*Document segment:*
◆ ◆ ◆ ◆ ◆ ◆ ◆

Business Domain (B) is composed of information from The Secretariat of Brazil's Federal Revenue - SRF/ME, about companies whose owners are civil servants and militaries.
2.3. Related literature
The decision about which attributes to compose this dataset was defined considering studies carried out on corruption literature, and all of them were identified and classified by previous domains defined (Table 2).
It is essential to bring the concept of corruption adopted for this dataset and represented by the variable "C.CorruptionTG". It was described in Brazilian Law No. 8429/92, which defines corruption as an act of improbity that, under the influence or not of the position, causes illicit enrichment, causes or not mandatory, will be used to the purse or violate Public Administration principles [20] and is described on Table 1.
Table 5.
Literature related to corruption.
| DOMAINS | LITERATURE |
|---|---|
| Corruption (C) | Hanna and Wang [5], Carvalho and Carvalho [6], Carvalho [7] |
| Employment (E) | Gans-Morse et al. [8], Liou et al. [9], Carvalho [7] Padula and Albuquerque [10], Poocharoen and Brillantes [11], Carvalho and Carvalho [6] López-valcárcel et al. [12] |
| Political (P) | Pedersen and Johannsen [13], Bersch et al. [14], Meyer-Sahling and Mikkelsen [15], Moro [16], Carvalho et al. [17], Carvalho [7] Lassou and Hopper [18], Treisman [19], Gans-Morse et al. [8] |
| Business (B) | Carvalho [7] |
Table 1.
Attributes/features description.

◆ ◆ ◆ ◆ ◆ ◆ ◆

*Your instructions:* From the dataset description, quote the part that opens with the words containing "It is essential" and closes with "related to corruption.". Work only from the text above.

*Dataset excerpt:*
◆ ◆ ◆ ◆ ◆ ◆ ◆

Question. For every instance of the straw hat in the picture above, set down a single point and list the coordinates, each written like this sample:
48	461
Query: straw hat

◆ ◆ ◆ ◆ ◆ ◆ ◆

*Result:*
It is essential to bring the concept of corruption adopted for this dataset and represented by the variable "C.CorruptionTG". It was described in Brazilian Law No. 8429/92, which defines corruption as an act of improbity that, under the influence or not of the position, causes illicit enrichment, causes or not mandatory, will be used to the purse or violate Public Administration principles [20] and is described on Table 1.
Table 5.
Literature related to corruption.